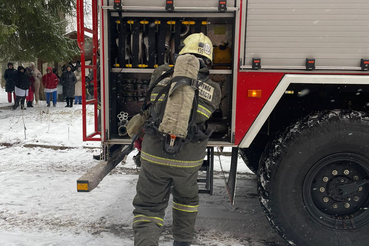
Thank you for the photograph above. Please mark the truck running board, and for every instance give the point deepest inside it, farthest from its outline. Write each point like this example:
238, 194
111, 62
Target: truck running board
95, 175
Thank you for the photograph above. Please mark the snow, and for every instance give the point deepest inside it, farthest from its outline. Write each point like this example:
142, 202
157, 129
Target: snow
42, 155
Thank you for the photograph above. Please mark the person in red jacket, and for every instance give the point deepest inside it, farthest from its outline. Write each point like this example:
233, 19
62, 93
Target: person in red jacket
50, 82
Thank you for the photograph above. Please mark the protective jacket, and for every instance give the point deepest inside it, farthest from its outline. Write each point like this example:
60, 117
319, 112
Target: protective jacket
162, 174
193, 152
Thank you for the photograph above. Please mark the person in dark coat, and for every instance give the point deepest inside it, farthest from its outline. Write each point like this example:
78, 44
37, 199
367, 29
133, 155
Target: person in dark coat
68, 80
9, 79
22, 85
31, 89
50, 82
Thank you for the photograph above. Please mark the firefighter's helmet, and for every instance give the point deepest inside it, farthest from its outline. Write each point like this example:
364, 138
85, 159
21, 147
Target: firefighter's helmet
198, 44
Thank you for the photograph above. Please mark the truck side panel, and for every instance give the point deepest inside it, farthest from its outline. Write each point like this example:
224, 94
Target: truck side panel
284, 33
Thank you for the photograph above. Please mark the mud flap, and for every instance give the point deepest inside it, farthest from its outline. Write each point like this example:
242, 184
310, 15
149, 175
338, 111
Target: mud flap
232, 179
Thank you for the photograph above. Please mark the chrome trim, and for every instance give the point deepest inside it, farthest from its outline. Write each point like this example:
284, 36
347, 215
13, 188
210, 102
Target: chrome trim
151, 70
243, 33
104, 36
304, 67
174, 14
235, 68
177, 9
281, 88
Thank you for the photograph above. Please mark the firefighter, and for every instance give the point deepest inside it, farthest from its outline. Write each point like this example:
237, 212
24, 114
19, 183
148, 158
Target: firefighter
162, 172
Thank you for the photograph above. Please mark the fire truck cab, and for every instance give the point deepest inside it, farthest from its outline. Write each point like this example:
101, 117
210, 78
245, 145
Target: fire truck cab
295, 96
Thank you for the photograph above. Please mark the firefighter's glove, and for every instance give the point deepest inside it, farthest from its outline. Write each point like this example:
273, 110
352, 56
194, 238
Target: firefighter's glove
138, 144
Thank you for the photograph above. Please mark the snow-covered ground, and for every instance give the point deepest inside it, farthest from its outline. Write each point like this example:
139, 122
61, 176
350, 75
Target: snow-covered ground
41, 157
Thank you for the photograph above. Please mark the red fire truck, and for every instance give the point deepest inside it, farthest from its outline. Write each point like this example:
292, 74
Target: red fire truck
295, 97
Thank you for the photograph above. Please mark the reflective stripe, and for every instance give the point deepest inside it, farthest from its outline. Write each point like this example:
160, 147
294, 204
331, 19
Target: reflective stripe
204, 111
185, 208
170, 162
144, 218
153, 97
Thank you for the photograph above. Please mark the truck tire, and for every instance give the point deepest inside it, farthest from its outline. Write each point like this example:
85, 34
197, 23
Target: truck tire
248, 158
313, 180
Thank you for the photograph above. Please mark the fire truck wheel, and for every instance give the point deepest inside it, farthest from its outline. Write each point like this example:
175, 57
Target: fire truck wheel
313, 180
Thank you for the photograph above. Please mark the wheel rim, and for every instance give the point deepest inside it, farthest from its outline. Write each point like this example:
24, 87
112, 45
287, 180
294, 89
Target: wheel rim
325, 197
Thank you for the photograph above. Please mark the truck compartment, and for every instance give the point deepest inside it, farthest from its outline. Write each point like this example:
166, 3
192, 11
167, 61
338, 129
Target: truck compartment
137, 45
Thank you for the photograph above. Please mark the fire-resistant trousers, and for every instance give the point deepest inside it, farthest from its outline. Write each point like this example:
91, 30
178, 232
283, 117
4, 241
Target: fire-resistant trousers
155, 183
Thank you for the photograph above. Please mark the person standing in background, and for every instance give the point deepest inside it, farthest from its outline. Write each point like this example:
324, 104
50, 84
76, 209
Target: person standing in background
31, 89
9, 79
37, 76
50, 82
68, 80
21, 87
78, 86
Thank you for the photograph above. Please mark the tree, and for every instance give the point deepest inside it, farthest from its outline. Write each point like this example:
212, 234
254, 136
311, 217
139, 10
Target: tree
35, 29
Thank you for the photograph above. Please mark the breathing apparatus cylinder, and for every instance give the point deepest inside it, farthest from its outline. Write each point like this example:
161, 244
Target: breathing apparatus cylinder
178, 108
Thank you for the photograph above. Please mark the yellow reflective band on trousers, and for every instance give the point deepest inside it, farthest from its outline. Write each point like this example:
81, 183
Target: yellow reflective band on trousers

Exercise requirements: Show the lines where the word "yellow" appears in the entries.

Result:
Thank you for the photograph above. Please mark the yellow reflective band on trousers, and for every instance give the point deepest inside it, farthest from its outline. Write each point like this example:
Target: yellow reflective band on trousers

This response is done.